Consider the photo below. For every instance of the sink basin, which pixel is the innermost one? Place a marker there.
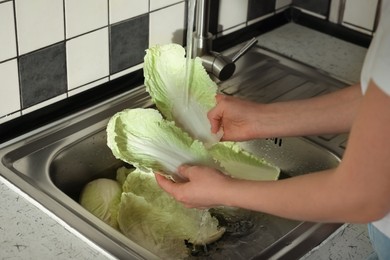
(54, 162)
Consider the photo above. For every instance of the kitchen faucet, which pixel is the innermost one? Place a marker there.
(215, 63)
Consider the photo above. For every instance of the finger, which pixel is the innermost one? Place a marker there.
(183, 170)
(215, 120)
(164, 183)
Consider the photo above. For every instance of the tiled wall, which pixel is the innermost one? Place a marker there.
(53, 49)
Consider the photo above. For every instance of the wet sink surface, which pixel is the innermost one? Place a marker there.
(53, 163)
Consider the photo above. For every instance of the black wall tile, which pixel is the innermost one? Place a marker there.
(128, 42)
(42, 75)
(259, 8)
(318, 6)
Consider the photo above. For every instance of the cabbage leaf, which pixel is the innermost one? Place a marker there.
(155, 220)
(143, 138)
(101, 197)
(165, 80)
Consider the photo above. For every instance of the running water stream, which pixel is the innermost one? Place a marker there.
(188, 80)
(189, 62)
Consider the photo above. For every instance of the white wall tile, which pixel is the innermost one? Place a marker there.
(167, 25)
(360, 13)
(7, 31)
(87, 58)
(84, 16)
(232, 13)
(9, 88)
(124, 9)
(157, 4)
(39, 23)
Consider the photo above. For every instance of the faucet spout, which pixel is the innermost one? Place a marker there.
(215, 63)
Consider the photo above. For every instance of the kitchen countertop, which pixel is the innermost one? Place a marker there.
(29, 231)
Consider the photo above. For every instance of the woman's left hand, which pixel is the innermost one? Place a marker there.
(204, 187)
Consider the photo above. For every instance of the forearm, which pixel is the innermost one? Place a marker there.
(330, 113)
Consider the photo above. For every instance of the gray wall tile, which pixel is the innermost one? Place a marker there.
(42, 75)
(259, 8)
(318, 6)
(128, 42)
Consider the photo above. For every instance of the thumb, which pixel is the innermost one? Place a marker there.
(164, 182)
(183, 171)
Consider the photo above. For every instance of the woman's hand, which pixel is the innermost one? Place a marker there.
(204, 189)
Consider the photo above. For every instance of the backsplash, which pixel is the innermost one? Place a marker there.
(51, 50)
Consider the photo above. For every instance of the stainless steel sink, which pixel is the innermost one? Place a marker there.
(54, 162)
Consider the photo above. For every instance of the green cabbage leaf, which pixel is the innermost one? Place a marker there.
(155, 220)
(165, 80)
(144, 139)
(101, 197)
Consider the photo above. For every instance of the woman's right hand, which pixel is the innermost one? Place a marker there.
(236, 117)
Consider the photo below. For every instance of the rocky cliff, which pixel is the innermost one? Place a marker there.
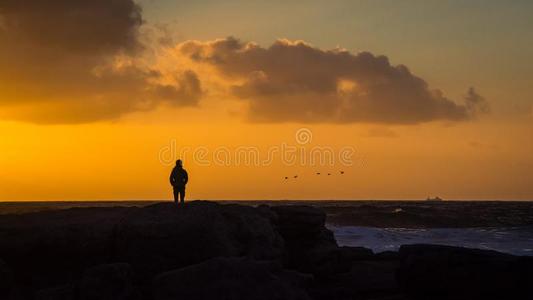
(207, 250)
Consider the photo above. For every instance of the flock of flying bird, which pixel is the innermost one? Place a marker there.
(318, 173)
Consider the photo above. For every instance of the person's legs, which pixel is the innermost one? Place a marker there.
(176, 195)
(182, 196)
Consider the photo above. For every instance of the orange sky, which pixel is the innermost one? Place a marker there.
(105, 116)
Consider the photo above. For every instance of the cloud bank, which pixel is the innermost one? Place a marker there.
(65, 61)
(294, 81)
(76, 61)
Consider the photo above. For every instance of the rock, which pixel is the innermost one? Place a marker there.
(162, 237)
(231, 278)
(63, 292)
(356, 253)
(365, 280)
(298, 221)
(443, 272)
(108, 282)
(6, 281)
(311, 247)
(48, 248)
(387, 255)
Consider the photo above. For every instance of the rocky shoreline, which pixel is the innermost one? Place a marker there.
(228, 251)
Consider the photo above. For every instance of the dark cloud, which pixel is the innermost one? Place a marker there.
(293, 81)
(475, 103)
(80, 61)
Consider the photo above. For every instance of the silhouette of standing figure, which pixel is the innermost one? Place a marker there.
(178, 180)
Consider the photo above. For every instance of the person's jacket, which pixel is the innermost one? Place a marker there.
(179, 177)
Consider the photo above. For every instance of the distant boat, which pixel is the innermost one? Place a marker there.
(436, 199)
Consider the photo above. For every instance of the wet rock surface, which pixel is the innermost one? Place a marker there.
(207, 250)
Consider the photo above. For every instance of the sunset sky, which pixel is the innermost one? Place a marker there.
(98, 98)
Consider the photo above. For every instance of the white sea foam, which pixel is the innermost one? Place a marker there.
(515, 240)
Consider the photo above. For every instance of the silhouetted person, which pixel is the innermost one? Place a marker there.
(178, 180)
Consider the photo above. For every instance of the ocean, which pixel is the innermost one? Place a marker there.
(385, 225)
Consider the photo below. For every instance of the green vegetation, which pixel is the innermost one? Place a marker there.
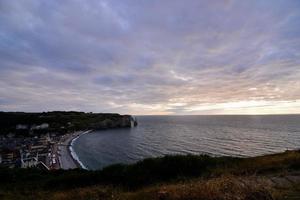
(169, 177)
(59, 121)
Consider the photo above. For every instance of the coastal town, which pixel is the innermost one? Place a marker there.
(46, 151)
(48, 144)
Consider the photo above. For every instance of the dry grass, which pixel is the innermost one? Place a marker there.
(222, 188)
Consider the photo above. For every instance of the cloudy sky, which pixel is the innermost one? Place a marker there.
(150, 56)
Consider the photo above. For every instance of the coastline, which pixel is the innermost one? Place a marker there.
(68, 159)
(73, 153)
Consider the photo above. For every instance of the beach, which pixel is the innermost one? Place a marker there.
(67, 157)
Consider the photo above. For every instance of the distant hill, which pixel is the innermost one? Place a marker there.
(59, 121)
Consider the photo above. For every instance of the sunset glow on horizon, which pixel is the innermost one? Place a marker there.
(151, 57)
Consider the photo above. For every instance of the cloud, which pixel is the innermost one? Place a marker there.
(150, 57)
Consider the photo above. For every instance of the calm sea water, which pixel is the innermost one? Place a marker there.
(214, 135)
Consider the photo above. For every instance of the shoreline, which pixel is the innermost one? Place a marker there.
(73, 153)
(68, 159)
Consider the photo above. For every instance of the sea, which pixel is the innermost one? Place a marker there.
(238, 135)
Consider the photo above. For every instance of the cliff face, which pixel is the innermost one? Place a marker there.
(61, 122)
(120, 121)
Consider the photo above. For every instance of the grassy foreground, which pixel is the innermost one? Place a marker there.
(171, 177)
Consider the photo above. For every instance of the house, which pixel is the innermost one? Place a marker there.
(21, 127)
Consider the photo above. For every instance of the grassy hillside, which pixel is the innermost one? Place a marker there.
(169, 177)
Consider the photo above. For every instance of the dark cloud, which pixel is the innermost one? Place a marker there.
(150, 57)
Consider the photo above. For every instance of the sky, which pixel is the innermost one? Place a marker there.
(150, 57)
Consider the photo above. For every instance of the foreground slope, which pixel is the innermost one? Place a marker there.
(171, 177)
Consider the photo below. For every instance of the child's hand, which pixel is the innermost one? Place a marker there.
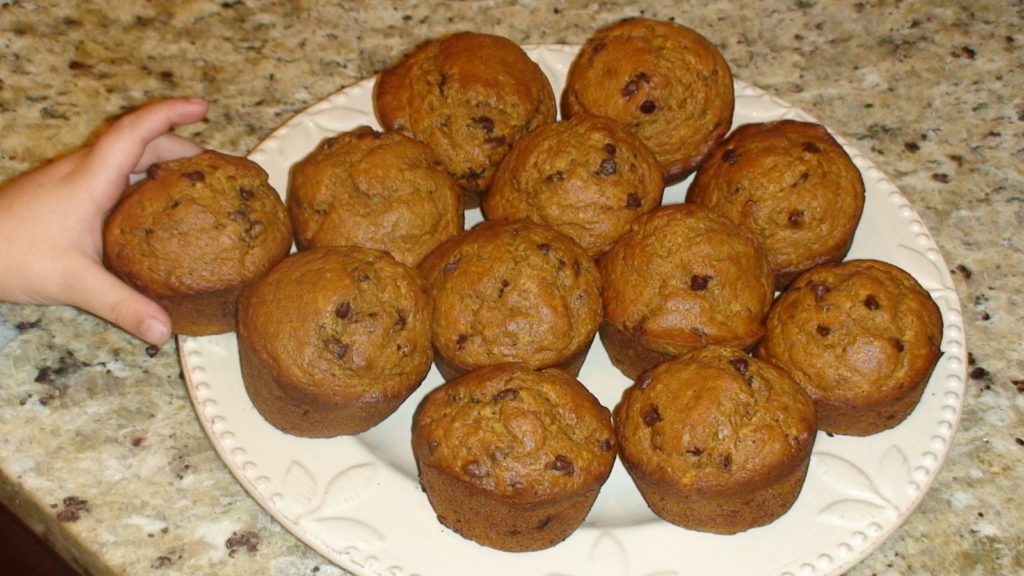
(51, 220)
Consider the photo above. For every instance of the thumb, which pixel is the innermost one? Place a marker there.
(101, 293)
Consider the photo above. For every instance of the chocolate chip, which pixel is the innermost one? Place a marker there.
(506, 394)
(608, 167)
(699, 282)
(475, 469)
(739, 364)
(811, 148)
(819, 290)
(484, 123)
(651, 416)
(563, 463)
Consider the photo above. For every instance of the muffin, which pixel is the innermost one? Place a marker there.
(682, 278)
(861, 337)
(469, 96)
(589, 177)
(716, 441)
(512, 291)
(378, 190)
(669, 84)
(792, 186)
(194, 233)
(512, 458)
(333, 340)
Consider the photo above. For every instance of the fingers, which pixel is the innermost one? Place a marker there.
(164, 148)
(122, 148)
(103, 294)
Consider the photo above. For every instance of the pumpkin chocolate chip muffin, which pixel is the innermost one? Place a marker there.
(861, 337)
(378, 190)
(334, 339)
(716, 441)
(792, 186)
(588, 177)
(194, 234)
(469, 96)
(513, 458)
(512, 291)
(682, 278)
(669, 84)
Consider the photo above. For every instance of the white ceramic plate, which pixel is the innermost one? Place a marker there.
(357, 501)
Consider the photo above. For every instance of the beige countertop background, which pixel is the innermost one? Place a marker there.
(99, 447)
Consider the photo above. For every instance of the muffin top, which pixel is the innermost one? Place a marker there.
(715, 419)
(686, 277)
(470, 96)
(512, 291)
(340, 321)
(859, 333)
(197, 224)
(378, 190)
(522, 434)
(588, 176)
(669, 84)
(792, 186)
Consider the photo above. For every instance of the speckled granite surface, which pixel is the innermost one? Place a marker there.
(99, 448)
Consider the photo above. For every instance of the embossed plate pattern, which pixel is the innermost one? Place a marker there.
(356, 499)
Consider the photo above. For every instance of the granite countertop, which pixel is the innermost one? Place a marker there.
(100, 450)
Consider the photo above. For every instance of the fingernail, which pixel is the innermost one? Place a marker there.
(155, 331)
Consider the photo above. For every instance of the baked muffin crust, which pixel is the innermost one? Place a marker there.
(792, 186)
(588, 177)
(511, 457)
(861, 337)
(378, 190)
(669, 84)
(194, 233)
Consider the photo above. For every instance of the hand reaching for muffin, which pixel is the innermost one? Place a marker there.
(51, 219)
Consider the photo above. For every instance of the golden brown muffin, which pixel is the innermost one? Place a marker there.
(194, 234)
(861, 337)
(334, 339)
(792, 186)
(669, 84)
(511, 457)
(716, 441)
(378, 190)
(512, 291)
(470, 96)
(588, 177)
(682, 278)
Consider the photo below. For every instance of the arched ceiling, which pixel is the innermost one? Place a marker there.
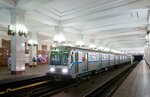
(120, 22)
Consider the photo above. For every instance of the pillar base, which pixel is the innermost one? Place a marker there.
(17, 72)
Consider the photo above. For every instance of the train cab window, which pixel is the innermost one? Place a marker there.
(65, 57)
(56, 58)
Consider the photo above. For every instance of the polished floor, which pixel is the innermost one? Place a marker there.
(38, 70)
(137, 83)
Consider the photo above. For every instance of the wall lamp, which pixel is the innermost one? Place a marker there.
(32, 42)
(10, 32)
(21, 32)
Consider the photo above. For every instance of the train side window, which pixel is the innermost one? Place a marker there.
(71, 59)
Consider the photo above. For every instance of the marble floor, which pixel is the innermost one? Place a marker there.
(137, 83)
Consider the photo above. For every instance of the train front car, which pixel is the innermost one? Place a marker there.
(59, 63)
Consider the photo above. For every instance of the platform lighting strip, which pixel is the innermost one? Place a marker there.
(23, 87)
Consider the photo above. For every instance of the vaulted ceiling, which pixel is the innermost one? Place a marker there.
(119, 22)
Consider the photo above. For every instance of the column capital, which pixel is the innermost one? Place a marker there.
(18, 11)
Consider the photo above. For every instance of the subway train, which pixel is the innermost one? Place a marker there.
(73, 62)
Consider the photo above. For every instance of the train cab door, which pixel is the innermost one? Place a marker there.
(86, 57)
(76, 63)
(100, 60)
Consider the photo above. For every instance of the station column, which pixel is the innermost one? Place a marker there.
(32, 48)
(18, 34)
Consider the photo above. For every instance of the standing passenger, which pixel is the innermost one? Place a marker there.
(34, 61)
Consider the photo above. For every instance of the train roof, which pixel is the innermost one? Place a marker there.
(70, 48)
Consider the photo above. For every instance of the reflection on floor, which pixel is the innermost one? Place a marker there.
(137, 83)
(40, 69)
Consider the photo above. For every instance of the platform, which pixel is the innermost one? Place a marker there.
(29, 71)
(137, 83)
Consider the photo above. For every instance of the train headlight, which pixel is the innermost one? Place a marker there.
(52, 69)
(65, 70)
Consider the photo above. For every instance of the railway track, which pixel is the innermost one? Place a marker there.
(108, 88)
(47, 88)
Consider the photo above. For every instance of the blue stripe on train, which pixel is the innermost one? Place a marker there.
(74, 63)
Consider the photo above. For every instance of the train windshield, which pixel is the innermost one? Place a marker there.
(56, 58)
(59, 58)
(65, 57)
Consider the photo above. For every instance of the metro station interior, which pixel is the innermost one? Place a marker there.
(74, 48)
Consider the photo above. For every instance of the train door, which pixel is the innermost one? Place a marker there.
(76, 62)
(100, 60)
(87, 65)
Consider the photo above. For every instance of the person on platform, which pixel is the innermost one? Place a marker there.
(9, 63)
(34, 61)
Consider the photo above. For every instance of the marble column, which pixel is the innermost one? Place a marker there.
(0, 42)
(17, 43)
(33, 48)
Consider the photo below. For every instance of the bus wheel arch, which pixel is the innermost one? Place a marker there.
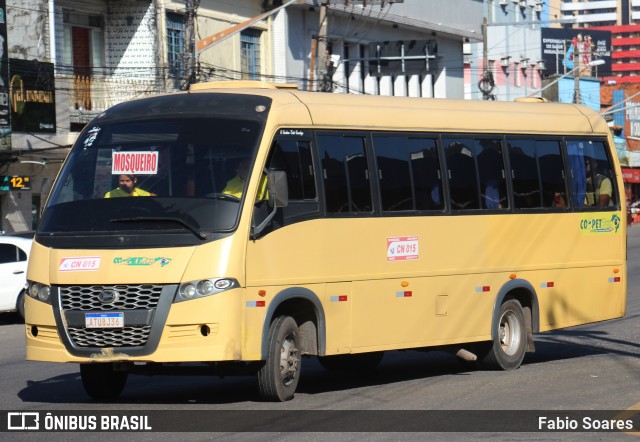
(515, 320)
(305, 308)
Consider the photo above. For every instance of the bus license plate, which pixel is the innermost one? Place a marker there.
(104, 320)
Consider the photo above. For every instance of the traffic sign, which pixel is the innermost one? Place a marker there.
(16, 182)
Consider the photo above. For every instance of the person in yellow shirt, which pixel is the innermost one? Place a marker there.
(127, 187)
(599, 188)
(235, 186)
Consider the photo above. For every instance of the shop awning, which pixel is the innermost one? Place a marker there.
(631, 175)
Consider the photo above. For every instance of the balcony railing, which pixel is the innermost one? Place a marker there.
(90, 95)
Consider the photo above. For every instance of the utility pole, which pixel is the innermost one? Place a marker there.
(188, 45)
(486, 84)
(322, 50)
(576, 76)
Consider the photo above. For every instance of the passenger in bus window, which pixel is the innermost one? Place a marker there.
(559, 200)
(127, 187)
(235, 186)
(599, 189)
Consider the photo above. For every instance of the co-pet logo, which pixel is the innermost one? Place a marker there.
(20, 420)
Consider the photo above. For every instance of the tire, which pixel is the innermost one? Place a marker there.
(101, 381)
(508, 349)
(352, 363)
(278, 378)
(20, 305)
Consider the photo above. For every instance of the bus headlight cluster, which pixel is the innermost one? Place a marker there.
(41, 292)
(205, 287)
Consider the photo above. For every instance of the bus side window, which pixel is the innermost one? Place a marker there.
(538, 174)
(294, 157)
(491, 170)
(525, 174)
(463, 177)
(552, 175)
(592, 178)
(409, 173)
(347, 186)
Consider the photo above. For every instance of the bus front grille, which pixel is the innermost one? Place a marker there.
(126, 297)
(77, 300)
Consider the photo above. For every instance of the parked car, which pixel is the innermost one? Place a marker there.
(14, 255)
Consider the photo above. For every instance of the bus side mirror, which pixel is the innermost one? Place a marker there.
(278, 189)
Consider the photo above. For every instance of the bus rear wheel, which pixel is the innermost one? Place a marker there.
(101, 381)
(278, 378)
(507, 350)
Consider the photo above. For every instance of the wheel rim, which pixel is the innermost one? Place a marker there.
(289, 360)
(509, 333)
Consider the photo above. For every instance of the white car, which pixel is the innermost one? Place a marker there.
(14, 255)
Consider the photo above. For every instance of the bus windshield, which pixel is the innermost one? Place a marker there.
(187, 175)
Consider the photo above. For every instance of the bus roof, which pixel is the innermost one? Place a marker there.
(330, 110)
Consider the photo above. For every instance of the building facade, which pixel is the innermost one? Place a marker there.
(514, 66)
(84, 56)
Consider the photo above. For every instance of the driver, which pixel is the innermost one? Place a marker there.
(127, 187)
(235, 186)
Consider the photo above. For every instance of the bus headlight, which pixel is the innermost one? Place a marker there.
(205, 287)
(41, 292)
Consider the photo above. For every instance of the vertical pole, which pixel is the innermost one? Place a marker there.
(485, 48)
(576, 75)
(187, 44)
(322, 49)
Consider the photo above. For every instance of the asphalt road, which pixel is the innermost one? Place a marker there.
(587, 368)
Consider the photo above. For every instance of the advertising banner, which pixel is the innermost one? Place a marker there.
(32, 96)
(561, 47)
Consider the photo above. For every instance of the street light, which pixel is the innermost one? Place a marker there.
(590, 64)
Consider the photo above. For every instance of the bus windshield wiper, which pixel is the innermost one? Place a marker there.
(192, 229)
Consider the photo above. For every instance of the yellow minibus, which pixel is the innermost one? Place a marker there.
(239, 227)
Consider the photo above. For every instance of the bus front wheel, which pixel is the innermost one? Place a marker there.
(507, 350)
(101, 381)
(279, 376)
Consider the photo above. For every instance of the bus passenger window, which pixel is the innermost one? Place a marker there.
= = =
## DIRECTION
Starting at the line with "bus headlight, which", copy every line up to and including the last one in the entries above.

## TASK ANSWER
Consider the photo above. For every instance of the bus headlight, which pixel is the innermost one? Place a marker there.
(205, 287)
(41, 292)
Consider the photo above. For every instance of the vertical pole, which pixel is the innermost one? Place a marker there.
(485, 48)
(576, 75)
(187, 44)
(322, 49)
Consider the photo above. For every instance of the asphalt road, which pixel is the innermost one? Place a marker there.
(587, 368)
Consider the photo above. For every instance of the advertising banner, which pixel is the innermost one? Place a marker there.
(32, 96)
(561, 47)
Consider the photo above. For every instance of the street light, which pixel is the innermost one? Place a marker there.
(590, 64)
Consider the photo above. For every instance of the bus windshield wiper, which pixel is the innermost one? Place a marker there.
(192, 229)
Consider the photo above. For every instance of the yellow minibus, which pixel is the innermost one? Place a marker there.
(239, 227)
Consider the photo above. For every instance of the bus front wheel, which pixel is the innermost one? Place a marker there.
(507, 350)
(101, 381)
(279, 376)
Consider the photo above. For every instance of the bus passenger window, which pixel is the innermost one? Place a marker there.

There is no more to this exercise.